▶ **WORK INSTRUCTION**: Pull every line holding the string "safety" from the records below.

Natural language region descriptions:
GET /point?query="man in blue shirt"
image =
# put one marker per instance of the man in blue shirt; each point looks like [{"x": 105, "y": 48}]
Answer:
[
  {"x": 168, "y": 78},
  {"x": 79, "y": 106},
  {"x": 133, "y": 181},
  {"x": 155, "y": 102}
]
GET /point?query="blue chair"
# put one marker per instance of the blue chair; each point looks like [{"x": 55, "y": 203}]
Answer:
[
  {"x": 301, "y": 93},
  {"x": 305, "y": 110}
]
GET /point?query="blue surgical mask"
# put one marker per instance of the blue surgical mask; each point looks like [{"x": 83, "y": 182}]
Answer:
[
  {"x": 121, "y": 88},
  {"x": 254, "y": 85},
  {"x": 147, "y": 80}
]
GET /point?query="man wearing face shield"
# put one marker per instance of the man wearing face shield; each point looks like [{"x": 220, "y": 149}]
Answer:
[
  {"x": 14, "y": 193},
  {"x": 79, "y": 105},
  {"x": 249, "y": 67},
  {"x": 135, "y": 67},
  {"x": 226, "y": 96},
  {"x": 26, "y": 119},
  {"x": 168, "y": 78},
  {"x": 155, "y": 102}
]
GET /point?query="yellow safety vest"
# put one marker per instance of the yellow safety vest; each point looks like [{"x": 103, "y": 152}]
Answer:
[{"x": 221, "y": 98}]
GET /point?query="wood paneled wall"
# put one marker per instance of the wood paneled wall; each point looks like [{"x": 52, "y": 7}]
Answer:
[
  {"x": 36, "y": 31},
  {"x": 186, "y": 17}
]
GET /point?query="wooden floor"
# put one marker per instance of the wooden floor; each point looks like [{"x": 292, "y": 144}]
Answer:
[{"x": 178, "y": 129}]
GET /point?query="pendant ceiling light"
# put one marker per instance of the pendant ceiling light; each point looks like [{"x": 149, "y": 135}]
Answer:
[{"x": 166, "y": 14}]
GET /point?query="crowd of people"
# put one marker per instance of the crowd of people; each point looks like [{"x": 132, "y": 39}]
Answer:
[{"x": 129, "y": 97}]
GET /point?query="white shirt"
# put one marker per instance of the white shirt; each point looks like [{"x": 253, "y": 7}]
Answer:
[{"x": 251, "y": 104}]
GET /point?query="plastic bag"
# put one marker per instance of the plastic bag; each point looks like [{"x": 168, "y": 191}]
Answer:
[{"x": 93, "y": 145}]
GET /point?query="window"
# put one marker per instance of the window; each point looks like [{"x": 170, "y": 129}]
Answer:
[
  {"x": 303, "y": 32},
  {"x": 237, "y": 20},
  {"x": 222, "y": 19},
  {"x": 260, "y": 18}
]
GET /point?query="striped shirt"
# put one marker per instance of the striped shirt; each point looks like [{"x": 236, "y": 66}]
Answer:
* * *
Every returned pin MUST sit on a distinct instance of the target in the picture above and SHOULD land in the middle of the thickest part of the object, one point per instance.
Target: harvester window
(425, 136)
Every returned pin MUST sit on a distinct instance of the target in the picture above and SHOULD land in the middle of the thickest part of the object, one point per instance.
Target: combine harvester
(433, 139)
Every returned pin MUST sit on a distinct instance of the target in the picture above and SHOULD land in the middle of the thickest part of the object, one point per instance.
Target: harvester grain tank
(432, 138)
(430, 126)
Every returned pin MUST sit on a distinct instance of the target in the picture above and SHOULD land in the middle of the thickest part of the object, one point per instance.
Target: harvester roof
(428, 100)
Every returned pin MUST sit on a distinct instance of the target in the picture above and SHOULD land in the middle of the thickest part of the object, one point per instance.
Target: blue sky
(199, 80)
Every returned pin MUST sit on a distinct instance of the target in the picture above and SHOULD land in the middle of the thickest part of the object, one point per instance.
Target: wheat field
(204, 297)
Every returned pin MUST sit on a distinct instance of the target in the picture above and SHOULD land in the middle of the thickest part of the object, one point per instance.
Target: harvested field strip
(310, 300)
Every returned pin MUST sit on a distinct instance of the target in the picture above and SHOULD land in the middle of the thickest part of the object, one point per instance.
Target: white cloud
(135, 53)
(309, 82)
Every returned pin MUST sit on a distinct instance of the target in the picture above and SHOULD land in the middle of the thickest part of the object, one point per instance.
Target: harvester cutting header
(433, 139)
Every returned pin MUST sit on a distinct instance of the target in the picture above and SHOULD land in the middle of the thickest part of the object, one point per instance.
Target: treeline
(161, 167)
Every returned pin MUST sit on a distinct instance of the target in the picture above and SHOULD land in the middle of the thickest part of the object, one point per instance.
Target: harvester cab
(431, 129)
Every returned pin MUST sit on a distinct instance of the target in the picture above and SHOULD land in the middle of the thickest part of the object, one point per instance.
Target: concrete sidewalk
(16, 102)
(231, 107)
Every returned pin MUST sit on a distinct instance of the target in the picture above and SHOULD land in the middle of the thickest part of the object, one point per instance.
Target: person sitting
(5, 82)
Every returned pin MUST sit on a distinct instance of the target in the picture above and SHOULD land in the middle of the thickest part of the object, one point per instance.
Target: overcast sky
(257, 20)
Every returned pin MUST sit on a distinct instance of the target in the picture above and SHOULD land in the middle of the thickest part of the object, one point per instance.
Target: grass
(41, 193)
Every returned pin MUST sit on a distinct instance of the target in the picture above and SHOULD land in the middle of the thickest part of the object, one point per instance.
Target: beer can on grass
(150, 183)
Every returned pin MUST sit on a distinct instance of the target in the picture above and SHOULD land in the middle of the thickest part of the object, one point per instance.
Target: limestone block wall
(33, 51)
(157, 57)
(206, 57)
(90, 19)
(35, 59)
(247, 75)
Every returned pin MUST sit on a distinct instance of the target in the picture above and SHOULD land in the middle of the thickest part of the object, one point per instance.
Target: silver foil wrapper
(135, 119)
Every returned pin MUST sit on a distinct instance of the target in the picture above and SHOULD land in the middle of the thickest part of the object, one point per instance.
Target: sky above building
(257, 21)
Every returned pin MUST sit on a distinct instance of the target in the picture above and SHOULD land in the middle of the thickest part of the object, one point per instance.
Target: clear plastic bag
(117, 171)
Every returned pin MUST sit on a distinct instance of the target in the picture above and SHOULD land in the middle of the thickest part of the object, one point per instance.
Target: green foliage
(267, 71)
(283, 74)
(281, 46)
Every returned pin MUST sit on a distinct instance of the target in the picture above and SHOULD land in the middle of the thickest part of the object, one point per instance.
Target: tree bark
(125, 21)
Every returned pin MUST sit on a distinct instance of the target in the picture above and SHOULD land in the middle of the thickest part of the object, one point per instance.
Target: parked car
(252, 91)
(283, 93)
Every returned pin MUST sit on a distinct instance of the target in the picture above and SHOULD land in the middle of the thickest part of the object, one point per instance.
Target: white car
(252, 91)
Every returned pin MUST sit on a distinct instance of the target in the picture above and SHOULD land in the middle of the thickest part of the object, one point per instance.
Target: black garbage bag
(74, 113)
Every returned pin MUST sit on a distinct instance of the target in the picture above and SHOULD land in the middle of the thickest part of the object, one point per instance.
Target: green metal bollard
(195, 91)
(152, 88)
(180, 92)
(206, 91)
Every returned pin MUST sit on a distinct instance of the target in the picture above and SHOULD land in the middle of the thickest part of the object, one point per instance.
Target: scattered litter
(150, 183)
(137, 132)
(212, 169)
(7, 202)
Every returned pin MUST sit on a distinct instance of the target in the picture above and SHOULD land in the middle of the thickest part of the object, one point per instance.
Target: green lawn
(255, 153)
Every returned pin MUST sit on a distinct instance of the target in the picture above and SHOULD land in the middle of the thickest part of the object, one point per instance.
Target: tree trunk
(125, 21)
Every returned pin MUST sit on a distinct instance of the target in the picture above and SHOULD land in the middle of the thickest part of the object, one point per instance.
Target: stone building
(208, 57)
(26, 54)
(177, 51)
--
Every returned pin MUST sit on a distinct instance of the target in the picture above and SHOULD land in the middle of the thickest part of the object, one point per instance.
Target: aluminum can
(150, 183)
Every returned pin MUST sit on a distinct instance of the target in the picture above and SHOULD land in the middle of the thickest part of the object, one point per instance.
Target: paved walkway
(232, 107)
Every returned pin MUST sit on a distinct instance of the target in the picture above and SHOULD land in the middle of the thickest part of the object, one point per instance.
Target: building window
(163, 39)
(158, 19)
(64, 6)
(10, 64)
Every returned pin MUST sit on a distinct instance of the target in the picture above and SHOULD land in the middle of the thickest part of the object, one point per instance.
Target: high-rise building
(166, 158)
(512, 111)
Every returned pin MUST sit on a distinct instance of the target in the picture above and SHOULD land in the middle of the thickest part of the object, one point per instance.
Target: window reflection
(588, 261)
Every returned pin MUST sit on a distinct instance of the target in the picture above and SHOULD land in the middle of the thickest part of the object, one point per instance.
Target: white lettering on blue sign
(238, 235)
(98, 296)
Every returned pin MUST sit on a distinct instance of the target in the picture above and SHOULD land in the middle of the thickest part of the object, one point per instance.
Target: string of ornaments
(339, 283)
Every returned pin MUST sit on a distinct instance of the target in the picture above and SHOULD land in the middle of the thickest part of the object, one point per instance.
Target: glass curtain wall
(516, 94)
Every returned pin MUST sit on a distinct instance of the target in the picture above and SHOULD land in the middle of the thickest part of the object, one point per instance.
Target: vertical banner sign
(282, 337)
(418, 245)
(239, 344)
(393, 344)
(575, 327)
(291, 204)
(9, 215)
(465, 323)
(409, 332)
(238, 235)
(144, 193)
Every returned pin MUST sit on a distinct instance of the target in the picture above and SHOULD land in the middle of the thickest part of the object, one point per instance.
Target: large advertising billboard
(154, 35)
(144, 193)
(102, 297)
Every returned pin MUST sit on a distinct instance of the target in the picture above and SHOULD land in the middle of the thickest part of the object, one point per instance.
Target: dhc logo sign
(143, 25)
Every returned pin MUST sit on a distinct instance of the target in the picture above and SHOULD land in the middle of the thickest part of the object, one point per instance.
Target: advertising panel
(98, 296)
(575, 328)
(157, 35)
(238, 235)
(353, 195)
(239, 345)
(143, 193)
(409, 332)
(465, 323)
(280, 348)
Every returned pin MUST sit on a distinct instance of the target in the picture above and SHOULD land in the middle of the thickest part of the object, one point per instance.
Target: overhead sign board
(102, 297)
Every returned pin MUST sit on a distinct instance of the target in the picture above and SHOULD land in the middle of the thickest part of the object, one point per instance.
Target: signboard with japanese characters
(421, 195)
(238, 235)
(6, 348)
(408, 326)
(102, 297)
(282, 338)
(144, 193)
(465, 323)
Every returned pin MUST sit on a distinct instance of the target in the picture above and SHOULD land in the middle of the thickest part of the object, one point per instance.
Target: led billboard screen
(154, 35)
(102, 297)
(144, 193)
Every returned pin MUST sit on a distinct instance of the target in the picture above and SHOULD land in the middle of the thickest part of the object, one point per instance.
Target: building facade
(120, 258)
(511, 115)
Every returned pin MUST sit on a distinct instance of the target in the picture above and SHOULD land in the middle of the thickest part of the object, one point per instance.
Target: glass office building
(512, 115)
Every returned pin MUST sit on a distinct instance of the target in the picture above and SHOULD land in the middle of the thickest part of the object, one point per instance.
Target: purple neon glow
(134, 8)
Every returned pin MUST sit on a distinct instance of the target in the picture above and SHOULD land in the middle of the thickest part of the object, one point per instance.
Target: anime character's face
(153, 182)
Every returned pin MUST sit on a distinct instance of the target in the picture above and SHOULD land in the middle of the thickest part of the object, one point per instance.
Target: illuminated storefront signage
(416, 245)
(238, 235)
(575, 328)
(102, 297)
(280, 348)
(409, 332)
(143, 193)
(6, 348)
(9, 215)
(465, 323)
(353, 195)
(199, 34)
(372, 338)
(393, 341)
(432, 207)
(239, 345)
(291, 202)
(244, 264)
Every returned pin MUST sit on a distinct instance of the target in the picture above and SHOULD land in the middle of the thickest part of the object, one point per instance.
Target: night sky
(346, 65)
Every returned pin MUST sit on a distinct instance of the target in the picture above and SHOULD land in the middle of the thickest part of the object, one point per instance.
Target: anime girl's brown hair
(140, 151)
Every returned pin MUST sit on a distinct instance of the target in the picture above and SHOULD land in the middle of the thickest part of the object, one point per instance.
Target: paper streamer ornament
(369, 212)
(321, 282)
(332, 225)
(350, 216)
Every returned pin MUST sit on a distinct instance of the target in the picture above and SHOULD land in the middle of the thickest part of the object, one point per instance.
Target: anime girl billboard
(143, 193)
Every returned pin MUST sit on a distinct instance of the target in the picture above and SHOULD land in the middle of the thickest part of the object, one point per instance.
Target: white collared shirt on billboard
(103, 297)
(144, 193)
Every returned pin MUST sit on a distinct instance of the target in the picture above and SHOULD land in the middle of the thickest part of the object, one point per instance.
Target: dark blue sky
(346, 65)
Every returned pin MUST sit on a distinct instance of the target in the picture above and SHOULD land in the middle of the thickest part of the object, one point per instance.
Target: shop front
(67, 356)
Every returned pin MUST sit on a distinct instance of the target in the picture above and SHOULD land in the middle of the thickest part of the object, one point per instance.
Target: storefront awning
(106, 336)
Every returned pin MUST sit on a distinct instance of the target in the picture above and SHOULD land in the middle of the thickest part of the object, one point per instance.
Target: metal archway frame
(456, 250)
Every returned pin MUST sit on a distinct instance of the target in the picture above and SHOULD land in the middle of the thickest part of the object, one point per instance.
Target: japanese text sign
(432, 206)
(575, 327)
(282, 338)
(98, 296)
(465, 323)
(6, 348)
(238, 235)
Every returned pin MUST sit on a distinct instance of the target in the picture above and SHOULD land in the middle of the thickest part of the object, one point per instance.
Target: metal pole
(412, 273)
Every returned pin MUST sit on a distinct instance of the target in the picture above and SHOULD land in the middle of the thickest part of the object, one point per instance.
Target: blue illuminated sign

▶ **WRITTEN RESPONSE**:
GET /point?query="yellow safety vest"
# put one marker per instance of the yellow safety vest; each point looks like [{"x": 103, "y": 152}]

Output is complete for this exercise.